▸ HOW TO COMPLETE THIS TASK
Your output should be the lines from the one with "If you could mark the grassy" through the end of the entries below, set down word for word and nothing else.

[Region pointing data]
○ ○ ○

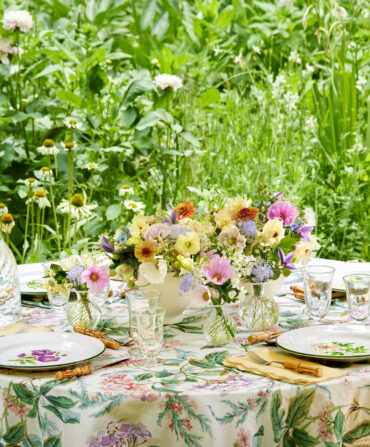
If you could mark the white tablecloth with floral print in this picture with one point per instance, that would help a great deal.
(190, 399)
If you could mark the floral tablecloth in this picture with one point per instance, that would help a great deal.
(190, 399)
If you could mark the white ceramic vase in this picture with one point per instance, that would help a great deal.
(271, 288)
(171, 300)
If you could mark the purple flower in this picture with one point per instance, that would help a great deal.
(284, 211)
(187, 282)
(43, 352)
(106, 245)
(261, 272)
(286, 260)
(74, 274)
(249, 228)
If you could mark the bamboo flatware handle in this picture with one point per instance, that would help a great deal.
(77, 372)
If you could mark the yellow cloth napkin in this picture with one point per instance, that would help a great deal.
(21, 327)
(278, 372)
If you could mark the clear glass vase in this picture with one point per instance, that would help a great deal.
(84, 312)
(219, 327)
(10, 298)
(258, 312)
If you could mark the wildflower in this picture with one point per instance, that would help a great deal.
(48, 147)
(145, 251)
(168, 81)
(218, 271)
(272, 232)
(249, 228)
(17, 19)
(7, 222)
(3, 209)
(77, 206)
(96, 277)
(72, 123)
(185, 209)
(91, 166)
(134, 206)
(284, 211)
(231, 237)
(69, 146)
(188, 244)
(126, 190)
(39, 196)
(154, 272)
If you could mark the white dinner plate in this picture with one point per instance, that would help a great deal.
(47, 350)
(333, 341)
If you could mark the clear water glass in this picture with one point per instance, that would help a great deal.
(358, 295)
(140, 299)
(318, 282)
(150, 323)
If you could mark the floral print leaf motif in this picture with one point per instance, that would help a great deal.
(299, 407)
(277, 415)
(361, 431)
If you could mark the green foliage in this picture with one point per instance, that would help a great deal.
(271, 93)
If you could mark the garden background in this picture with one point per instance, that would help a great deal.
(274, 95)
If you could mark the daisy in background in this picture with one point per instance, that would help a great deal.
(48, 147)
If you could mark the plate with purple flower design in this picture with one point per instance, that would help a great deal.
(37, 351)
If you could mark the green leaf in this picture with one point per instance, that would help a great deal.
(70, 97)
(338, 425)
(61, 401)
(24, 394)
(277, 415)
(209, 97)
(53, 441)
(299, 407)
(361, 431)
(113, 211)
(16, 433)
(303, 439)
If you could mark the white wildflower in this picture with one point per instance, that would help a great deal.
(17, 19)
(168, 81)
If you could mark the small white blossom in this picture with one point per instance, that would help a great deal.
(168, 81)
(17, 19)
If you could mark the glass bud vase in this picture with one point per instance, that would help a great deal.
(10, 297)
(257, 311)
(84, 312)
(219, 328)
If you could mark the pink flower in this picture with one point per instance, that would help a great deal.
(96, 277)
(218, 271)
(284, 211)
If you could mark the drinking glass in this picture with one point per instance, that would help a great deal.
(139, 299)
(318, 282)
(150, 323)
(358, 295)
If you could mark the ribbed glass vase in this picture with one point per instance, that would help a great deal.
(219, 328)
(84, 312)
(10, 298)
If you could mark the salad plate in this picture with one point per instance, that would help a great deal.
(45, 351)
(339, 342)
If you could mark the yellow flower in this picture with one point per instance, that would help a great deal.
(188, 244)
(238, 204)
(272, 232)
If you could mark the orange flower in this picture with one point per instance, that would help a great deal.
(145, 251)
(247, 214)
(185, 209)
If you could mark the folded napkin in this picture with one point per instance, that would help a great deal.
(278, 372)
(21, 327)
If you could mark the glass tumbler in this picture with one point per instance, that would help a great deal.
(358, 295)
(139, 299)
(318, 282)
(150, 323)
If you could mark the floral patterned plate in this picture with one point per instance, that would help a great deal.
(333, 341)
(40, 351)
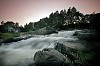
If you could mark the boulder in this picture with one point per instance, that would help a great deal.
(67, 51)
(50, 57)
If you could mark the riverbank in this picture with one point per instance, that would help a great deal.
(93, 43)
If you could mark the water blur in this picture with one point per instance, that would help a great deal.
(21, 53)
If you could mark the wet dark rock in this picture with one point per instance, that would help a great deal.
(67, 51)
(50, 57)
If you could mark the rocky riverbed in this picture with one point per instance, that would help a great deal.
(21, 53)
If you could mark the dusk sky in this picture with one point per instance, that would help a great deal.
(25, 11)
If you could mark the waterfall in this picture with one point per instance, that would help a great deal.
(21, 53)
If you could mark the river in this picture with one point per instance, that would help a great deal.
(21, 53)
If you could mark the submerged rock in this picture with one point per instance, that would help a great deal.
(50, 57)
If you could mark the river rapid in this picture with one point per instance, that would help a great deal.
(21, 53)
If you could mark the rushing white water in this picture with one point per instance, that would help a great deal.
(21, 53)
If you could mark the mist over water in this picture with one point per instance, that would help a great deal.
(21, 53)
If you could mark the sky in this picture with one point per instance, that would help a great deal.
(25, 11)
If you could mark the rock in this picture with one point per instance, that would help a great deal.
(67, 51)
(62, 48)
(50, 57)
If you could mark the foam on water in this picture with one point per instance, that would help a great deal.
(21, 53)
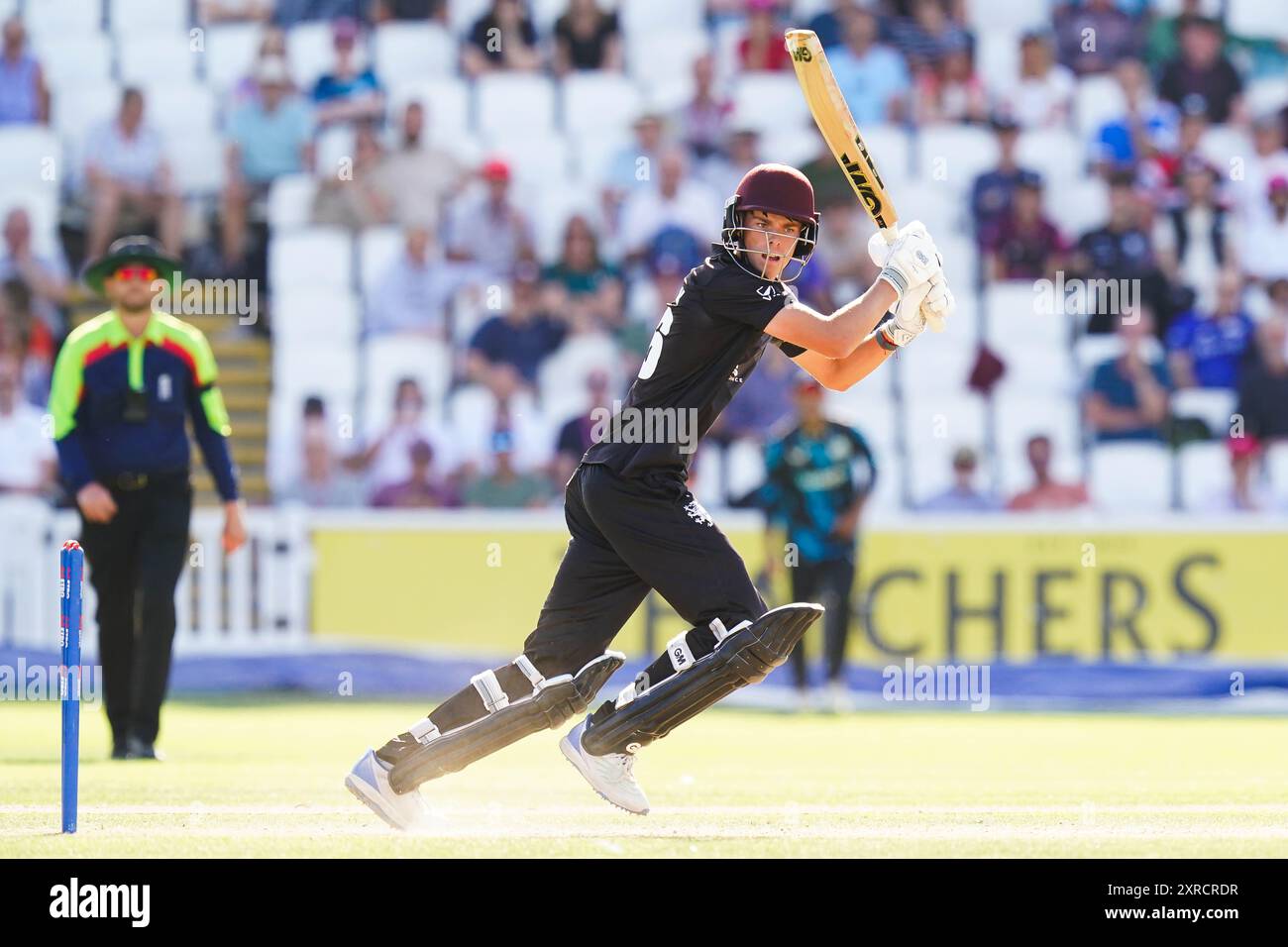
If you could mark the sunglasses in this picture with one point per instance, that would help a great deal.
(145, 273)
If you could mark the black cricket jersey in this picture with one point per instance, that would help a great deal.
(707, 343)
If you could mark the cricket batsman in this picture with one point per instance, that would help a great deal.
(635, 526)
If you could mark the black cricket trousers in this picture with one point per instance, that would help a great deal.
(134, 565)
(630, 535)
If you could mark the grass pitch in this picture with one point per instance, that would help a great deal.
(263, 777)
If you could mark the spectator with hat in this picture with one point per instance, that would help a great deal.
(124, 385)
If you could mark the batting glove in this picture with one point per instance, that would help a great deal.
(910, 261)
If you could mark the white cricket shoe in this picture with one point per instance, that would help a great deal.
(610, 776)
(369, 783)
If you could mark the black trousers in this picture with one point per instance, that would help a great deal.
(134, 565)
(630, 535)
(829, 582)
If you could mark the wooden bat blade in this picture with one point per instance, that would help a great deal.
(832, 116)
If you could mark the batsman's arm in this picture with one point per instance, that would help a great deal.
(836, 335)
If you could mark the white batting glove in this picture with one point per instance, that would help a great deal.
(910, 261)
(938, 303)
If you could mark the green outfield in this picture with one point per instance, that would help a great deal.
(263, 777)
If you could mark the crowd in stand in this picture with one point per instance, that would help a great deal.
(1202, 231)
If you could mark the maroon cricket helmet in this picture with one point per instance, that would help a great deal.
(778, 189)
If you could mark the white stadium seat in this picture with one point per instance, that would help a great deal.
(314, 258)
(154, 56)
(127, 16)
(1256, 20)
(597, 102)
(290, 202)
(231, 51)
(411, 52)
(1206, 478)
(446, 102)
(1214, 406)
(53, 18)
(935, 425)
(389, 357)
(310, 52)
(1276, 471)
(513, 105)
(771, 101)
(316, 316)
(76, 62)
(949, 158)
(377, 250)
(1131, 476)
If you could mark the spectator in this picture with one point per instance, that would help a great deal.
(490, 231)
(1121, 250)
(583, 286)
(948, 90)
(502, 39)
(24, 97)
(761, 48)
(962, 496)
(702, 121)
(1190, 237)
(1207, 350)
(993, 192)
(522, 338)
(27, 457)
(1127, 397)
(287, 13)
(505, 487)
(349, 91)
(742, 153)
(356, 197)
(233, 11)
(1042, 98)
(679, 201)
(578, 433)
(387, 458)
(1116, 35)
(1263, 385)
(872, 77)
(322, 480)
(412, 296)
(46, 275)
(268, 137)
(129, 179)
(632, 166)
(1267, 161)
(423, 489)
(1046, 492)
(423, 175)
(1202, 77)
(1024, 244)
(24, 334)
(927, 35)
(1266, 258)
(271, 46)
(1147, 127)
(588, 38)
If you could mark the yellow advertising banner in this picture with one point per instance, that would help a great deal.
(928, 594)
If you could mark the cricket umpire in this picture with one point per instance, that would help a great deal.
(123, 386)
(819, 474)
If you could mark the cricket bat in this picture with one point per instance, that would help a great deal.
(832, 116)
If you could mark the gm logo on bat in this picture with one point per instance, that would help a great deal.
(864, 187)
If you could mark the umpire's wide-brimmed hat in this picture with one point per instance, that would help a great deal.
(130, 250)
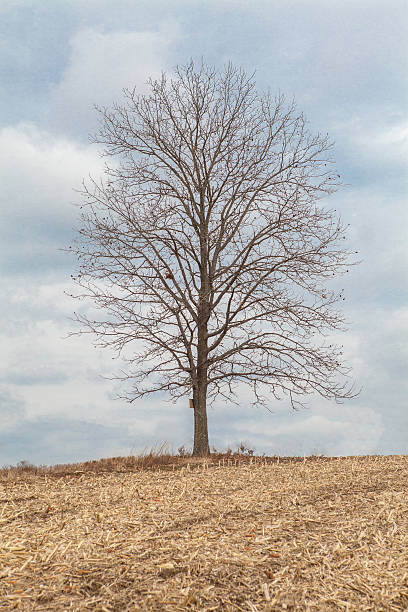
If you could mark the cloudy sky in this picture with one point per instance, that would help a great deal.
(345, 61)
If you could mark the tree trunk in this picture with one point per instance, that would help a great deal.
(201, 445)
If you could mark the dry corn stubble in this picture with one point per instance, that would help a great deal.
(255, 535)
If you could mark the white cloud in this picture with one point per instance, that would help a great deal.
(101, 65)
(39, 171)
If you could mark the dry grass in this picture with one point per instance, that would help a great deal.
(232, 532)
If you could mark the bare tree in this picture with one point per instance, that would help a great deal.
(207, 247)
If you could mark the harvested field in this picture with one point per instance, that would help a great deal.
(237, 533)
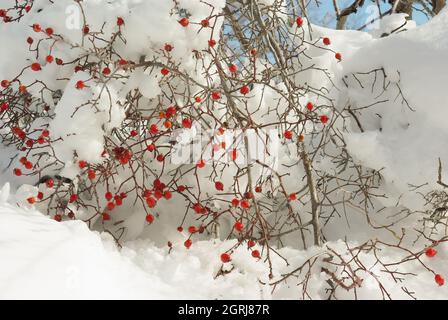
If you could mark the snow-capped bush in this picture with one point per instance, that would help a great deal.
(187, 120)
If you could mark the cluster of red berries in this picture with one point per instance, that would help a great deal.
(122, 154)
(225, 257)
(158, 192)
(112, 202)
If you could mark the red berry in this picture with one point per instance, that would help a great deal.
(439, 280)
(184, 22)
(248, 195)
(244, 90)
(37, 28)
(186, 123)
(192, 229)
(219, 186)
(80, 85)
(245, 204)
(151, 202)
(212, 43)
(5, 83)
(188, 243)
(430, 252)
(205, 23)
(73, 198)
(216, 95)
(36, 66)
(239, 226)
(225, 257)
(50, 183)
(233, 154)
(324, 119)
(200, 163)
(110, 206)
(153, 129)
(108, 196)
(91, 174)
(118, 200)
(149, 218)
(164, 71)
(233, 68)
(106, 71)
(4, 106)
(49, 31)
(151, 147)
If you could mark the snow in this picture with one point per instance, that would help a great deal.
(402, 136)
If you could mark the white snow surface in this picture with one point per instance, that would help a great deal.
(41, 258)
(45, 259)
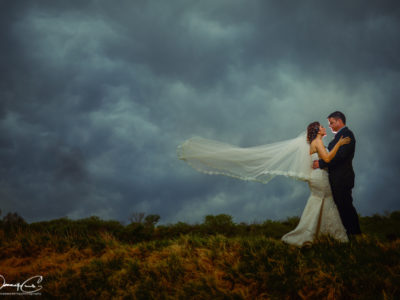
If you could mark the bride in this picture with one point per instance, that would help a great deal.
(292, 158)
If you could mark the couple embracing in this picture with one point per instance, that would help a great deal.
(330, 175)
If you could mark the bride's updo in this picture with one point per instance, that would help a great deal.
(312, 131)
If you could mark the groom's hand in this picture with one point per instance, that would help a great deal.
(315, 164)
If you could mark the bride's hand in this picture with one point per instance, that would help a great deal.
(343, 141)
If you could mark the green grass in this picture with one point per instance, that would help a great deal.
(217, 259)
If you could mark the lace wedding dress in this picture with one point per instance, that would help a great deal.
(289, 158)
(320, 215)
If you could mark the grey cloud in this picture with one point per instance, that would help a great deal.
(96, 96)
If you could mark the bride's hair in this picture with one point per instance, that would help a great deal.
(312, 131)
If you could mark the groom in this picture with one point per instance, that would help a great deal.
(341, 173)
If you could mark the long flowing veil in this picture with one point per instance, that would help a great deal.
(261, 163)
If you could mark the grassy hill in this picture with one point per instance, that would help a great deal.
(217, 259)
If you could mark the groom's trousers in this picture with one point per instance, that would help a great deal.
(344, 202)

○ ○ ○

▸ EXERCISE RESULT
If you could mark the grassy hill in this picture with one point per instance, that would help a great deal.
(217, 259)
If you could mark the groom's trousers in this picture with one point per instance, that would help a great deal.
(344, 202)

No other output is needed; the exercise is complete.